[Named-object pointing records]
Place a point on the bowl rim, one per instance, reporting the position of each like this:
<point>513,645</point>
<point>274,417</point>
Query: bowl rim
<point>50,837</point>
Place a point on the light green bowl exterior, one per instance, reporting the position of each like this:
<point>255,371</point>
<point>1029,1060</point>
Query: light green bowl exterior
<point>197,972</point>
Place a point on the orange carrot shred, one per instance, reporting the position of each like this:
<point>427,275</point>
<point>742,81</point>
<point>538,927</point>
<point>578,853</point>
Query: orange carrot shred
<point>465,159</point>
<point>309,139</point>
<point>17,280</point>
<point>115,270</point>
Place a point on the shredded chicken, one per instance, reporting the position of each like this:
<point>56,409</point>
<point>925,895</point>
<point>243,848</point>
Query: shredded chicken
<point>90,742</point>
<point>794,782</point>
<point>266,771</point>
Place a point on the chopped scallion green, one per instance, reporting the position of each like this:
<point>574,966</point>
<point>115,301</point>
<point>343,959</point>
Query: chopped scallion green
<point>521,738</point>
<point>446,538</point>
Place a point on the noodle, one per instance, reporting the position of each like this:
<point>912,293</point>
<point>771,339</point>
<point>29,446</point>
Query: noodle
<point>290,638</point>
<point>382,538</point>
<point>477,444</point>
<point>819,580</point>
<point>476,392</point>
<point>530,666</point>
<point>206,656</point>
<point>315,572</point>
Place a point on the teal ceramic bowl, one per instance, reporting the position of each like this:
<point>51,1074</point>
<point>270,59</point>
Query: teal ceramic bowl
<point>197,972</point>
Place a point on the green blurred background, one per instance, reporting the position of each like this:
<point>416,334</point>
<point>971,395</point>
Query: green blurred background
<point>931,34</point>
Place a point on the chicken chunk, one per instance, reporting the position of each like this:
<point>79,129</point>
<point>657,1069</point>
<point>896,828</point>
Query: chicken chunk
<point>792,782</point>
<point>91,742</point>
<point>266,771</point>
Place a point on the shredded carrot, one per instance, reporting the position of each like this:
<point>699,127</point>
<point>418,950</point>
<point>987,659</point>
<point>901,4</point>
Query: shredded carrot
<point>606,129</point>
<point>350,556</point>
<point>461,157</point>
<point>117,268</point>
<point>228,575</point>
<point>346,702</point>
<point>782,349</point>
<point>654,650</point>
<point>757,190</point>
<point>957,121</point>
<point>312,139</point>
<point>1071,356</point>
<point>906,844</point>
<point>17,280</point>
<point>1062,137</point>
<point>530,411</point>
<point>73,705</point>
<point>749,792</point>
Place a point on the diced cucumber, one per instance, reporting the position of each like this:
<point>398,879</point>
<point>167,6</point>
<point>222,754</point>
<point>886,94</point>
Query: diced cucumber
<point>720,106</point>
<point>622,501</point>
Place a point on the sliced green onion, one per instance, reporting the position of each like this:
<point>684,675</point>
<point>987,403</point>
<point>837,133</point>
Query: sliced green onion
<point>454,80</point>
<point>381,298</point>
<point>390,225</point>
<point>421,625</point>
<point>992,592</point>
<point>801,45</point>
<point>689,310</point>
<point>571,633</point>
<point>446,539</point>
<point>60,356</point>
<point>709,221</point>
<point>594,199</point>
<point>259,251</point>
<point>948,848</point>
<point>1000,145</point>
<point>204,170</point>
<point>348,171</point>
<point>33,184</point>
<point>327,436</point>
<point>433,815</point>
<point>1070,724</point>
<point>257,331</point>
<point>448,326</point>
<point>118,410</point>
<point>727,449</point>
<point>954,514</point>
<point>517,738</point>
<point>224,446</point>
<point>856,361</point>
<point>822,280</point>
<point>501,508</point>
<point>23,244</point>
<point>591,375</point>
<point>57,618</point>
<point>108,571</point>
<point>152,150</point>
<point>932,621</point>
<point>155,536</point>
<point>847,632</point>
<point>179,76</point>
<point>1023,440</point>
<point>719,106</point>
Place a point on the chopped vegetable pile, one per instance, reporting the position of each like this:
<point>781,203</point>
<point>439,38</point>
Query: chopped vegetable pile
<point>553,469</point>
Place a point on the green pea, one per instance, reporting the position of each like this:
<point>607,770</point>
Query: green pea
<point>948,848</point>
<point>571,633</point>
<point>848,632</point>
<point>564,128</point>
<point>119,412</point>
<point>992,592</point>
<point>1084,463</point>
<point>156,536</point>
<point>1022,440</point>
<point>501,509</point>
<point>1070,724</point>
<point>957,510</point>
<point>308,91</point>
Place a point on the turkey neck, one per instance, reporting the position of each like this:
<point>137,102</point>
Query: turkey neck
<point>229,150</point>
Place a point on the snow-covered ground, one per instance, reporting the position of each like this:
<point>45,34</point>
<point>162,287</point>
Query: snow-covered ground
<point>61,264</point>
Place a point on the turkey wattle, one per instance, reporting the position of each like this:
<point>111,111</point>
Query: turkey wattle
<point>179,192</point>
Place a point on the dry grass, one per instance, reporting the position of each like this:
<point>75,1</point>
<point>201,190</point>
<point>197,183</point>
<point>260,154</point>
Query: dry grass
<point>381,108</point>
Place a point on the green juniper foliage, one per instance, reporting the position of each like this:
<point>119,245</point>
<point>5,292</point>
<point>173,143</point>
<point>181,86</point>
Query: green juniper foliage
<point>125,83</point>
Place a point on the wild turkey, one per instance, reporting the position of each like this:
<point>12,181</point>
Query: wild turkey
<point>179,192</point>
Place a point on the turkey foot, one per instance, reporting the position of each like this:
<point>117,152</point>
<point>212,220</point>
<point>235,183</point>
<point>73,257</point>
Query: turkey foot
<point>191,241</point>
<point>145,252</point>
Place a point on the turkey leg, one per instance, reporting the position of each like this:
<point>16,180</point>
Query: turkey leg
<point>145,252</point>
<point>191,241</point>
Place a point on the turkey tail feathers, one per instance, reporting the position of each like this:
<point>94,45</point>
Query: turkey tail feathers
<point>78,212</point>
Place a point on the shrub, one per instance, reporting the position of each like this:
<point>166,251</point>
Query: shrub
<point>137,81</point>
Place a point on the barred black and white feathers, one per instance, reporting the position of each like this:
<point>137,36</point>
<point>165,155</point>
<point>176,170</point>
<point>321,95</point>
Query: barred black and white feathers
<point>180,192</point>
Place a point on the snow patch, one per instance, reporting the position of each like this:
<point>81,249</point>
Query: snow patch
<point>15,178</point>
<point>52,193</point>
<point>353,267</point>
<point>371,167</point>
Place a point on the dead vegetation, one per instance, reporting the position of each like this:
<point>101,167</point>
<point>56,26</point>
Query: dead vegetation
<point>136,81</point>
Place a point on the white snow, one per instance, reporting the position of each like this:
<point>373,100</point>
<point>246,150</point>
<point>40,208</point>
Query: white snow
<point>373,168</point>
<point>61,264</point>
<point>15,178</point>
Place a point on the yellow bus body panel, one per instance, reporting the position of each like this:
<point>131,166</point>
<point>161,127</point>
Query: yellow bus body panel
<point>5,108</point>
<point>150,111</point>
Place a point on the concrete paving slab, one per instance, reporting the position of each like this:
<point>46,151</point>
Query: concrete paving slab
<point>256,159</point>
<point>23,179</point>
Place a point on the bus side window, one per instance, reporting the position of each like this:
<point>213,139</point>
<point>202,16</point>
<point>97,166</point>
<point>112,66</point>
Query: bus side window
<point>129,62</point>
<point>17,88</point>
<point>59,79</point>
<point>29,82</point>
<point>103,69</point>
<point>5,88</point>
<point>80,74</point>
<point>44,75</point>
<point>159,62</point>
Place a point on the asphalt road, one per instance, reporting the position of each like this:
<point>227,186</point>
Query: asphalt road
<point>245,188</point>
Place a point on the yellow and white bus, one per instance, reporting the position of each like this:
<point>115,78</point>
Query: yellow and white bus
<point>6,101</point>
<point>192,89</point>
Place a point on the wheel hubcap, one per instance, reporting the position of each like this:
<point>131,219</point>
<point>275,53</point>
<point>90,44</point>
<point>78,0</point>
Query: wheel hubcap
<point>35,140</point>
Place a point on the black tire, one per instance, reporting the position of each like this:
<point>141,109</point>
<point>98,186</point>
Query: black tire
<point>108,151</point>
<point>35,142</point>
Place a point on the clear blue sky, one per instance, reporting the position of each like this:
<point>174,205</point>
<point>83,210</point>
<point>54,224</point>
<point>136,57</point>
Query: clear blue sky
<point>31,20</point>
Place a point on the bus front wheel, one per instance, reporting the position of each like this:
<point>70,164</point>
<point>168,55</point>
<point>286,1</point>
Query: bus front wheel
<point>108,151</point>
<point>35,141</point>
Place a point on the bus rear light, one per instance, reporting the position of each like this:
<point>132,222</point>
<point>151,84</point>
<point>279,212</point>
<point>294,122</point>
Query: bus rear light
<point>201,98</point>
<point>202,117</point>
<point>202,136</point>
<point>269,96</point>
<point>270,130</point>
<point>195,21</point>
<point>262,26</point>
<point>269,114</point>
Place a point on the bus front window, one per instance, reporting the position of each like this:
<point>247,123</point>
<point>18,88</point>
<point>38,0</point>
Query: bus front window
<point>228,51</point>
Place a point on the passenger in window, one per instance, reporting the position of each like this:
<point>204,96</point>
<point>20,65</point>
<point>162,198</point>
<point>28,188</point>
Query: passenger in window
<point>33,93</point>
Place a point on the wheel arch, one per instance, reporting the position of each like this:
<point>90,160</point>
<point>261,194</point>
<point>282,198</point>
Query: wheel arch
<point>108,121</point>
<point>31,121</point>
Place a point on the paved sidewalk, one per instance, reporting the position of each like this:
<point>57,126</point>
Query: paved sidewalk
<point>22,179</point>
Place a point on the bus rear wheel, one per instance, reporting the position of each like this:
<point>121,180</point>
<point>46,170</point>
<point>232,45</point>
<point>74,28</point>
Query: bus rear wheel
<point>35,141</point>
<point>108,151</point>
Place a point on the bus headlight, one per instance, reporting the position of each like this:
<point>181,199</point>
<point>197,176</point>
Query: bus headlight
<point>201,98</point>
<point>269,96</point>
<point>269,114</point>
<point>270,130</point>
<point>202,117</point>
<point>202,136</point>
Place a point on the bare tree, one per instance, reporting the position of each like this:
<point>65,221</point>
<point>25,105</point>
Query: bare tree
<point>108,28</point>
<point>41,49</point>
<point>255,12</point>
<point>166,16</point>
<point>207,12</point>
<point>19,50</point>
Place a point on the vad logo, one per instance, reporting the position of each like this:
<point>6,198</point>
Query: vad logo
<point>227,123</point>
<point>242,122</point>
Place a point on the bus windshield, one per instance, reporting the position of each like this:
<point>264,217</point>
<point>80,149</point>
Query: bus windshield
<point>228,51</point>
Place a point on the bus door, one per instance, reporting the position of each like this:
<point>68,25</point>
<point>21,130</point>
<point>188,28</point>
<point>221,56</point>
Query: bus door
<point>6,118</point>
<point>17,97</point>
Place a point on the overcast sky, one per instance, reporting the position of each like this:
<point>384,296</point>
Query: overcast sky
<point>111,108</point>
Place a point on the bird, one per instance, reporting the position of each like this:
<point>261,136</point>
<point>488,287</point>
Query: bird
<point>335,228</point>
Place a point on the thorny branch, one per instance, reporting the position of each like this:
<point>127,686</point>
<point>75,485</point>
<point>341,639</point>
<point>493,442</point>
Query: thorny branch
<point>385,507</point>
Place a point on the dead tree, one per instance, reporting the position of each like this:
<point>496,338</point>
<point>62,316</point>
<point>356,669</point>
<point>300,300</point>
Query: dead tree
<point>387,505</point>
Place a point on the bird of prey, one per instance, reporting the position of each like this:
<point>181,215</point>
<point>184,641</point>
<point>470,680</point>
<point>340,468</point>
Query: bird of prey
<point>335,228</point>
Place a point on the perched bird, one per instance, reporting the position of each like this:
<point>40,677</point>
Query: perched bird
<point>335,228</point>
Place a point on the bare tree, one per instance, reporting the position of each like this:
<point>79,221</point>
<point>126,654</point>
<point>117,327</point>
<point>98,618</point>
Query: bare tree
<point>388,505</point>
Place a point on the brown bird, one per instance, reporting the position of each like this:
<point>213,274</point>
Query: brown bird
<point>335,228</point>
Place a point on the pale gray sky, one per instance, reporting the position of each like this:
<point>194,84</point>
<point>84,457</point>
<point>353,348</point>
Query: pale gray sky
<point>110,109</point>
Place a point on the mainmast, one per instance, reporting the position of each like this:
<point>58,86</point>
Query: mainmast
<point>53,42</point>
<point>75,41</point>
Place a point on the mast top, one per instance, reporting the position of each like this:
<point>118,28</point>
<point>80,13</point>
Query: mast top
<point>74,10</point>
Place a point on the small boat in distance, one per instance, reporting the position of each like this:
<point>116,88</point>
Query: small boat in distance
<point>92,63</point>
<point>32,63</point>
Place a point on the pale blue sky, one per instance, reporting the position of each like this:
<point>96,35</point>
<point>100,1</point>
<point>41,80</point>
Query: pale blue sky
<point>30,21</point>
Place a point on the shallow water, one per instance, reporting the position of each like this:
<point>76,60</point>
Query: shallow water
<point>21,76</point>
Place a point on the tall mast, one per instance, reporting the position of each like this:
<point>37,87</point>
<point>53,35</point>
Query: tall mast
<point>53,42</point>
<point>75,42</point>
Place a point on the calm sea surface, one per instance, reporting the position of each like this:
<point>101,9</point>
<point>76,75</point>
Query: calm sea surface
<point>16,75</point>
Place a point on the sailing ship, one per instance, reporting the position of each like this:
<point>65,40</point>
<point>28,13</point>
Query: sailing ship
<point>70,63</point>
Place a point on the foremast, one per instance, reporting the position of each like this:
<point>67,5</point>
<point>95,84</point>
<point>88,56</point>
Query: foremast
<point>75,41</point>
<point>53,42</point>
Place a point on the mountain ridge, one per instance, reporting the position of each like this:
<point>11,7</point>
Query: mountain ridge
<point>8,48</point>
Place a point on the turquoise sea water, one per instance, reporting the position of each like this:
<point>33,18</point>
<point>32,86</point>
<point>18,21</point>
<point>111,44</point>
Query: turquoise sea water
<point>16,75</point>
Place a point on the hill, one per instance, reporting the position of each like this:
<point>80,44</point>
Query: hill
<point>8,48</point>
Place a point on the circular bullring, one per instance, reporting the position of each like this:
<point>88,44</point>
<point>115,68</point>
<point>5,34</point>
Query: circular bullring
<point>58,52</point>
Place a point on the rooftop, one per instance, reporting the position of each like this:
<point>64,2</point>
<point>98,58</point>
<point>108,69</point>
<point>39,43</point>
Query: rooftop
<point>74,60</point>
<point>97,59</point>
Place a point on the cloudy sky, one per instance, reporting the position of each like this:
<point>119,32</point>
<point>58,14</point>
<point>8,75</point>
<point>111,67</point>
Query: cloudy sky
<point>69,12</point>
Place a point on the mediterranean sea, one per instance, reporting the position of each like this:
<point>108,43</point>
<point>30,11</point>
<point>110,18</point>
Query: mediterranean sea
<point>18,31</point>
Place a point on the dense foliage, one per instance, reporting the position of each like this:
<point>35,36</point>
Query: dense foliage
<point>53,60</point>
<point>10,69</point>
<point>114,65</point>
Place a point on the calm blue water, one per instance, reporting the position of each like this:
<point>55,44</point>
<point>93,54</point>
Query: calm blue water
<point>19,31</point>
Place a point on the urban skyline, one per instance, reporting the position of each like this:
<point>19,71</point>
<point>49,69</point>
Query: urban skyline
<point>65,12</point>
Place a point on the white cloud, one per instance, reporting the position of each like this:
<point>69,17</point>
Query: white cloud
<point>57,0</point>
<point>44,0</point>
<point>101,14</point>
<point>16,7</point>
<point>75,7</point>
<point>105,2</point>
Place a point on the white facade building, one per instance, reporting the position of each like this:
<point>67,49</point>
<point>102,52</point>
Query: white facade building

THE REQUEST
Give back exactly the lines that run from the line with "Place a point on the rooftop, one" through the close of the material, counting both ends, and nothing more.

RESULT OF THE TASK
Place a point on the rooftop, one per instance, reporting the position of each like this:
<point>64,2</point>
<point>98,58</point>
<point>108,69</point>
<point>39,43</point>
Query: rooftop
<point>74,60</point>
<point>97,59</point>
Place a point on the cloudy sky, one per instance, reporting the position of each like this:
<point>119,32</point>
<point>58,14</point>
<point>8,75</point>
<point>111,67</point>
Query: cloudy sky
<point>69,12</point>
Place a point on the mediterranean sea, one per instance, reporting the position of each like this:
<point>108,43</point>
<point>30,11</point>
<point>110,18</point>
Query: mediterranean sea
<point>18,31</point>
Place a point on the dense foliage, one per instance, reporting the position of each like this:
<point>35,36</point>
Query: dense foliage
<point>53,60</point>
<point>10,69</point>
<point>114,65</point>
Place a point on the calm blue water, one per instance, reporting the position of each like this:
<point>55,44</point>
<point>93,54</point>
Query: calm blue water
<point>19,31</point>
Place a point on the urban skyline, one per instance, reporting the position of each like this:
<point>19,71</point>
<point>49,69</point>
Query: urban skyline
<point>65,12</point>
Place a point on the white cloud, one per instance, reporting the position of each like this:
<point>69,17</point>
Query: white cloud
<point>57,0</point>
<point>44,0</point>
<point>101,14</point>
<point>16,7</point>
<point>75,7</point>
<point>105,2</point>
Place a point on the white facade building, one per instance, reporting the position of each like this:
<point>67,49</point>
<point>102,52</point>
Query: white facade building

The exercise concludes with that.